● **RECORDS TO PROCESS**:
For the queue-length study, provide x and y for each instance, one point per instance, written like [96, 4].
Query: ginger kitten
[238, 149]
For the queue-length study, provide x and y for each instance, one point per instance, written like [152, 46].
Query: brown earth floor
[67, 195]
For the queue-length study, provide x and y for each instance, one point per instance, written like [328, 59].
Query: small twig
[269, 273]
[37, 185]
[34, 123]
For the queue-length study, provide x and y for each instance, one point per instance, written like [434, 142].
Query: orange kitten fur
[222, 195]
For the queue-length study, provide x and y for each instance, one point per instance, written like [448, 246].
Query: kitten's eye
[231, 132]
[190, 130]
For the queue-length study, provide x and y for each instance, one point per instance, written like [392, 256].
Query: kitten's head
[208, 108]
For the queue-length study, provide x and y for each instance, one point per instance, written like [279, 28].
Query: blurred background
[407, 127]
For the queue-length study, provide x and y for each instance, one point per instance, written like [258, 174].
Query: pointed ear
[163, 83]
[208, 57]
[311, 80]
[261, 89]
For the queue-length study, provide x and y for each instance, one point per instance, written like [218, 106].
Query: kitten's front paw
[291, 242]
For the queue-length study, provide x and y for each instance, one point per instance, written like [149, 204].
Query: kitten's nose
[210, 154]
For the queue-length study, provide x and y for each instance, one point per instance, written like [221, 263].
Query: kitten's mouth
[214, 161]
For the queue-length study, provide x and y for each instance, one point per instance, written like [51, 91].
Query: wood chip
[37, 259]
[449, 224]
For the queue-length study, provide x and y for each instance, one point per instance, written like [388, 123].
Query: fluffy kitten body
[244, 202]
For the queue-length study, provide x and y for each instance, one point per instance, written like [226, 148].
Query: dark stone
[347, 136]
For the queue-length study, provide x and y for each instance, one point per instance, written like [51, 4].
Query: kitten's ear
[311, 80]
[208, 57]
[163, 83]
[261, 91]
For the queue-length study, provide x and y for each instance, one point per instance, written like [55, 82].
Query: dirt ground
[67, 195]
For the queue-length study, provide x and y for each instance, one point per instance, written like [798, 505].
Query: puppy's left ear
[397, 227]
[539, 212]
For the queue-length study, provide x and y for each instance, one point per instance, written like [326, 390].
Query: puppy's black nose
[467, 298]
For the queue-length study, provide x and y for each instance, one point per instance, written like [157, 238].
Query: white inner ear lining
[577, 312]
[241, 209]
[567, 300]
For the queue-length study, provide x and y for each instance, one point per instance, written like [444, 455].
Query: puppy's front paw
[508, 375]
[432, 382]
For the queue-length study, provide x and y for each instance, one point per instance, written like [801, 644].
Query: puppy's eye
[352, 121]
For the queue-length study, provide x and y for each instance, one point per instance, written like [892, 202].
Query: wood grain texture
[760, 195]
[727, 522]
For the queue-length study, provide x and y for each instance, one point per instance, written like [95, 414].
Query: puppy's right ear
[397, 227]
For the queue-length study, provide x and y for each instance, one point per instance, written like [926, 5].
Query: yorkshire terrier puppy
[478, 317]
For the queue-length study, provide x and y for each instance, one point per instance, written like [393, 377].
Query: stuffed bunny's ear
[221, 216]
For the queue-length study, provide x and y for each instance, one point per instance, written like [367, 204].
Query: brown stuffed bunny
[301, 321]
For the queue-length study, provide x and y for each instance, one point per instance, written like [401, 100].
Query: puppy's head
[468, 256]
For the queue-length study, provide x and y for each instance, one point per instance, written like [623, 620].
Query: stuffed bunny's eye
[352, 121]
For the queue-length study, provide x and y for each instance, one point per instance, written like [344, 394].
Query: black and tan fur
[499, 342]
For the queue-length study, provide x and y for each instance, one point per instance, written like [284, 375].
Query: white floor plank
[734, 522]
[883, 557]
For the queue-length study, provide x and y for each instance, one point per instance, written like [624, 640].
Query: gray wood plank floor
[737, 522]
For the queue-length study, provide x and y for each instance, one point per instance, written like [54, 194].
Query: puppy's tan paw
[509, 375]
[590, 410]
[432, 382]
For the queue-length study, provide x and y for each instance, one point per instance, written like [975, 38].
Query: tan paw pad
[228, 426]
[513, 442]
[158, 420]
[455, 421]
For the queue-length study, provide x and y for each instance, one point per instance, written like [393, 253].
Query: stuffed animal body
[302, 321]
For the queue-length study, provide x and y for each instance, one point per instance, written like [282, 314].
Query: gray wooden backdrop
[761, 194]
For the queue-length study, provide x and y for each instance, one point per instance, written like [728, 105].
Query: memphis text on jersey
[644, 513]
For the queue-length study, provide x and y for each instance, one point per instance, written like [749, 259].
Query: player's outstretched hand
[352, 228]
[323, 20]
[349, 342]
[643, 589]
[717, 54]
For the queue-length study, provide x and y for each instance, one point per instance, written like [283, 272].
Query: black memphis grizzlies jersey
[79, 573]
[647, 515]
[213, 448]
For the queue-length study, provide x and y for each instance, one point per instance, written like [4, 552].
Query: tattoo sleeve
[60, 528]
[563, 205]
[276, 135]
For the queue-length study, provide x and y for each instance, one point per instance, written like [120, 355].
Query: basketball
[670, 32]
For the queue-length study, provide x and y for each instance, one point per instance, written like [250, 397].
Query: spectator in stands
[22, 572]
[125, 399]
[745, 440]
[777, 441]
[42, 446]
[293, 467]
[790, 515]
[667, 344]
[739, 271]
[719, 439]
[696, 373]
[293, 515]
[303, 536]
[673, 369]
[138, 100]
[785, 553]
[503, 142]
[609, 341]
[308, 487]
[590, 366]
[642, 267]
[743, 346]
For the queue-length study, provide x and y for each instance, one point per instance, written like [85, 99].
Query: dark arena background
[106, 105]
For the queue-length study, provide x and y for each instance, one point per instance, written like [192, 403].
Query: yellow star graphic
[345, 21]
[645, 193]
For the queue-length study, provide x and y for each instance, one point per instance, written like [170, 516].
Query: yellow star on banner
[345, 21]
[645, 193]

● **TASK STATEMENT**:
Copy every line of the listing from the line containing "like [749, 259]." through the end of the listing, both ends included. Scale each x and y coordinate given as an answer by 1.3 and round to whole numbers, with halves rounded up, while leaving all other text and the sample points in the instructions unchanged.

● **EXERCISE RESPONSE**:
For the queue-length study, provide x and y for each instance, one point per instance, written like [749, 259].
Query: player's outstretched hand
[458, 296]
[420, 26]
[454, 445]
[836, 766]
[932, 70]
For the queue-length study, provide x and y for each instance, one point per instance, written like [283, 272].
Query: black memphis grizzlies jersey
[103, 745]
[841, 670]
[277, 582]
For the queue-length study, provide x and y for each instance, one point per instance, written like [4, 552].
Query: tattoo sleeve
[78, 686]
[732, 267]
[359, 176]
For the queue-length study, provide x and y for each instance, one point per instance, written like [120, 355].
Query: basketball
[871, 42]
For the queue-length study, provide x and y for each instance, one point per instance, written like [250, 397].
Query: spectator in stands
[29, 744]
[163, 519]
[969, 572]
[1010, 573]
[55, 580]
[381, 607]
[1027, 670]
[867, 447]
[961, 352]
[935, 571]
[905, 485]
[381, 670]
[394, 697]
[875, 480]
[179, 130]
[1021, 719]
[654, 185]
[792, 443]
[400, 633]
[767, 476]
[835, 347]
[966, 450]
For the queue-length study, provide x and y for each instance, one point per instance, written like [85, 99].
Query: dark arena background
[138, 137]
For the queue-length study, provide x and y for each instance, one point per instance, written like [192, 403].
Query: yellow star graphic
[449, 27]
[839, 251]
For the queue-length study, provide x and y for each instance, one point per instance, written like [170, 516].
Query: yellow star on banner
[449, 27]
[839, 251]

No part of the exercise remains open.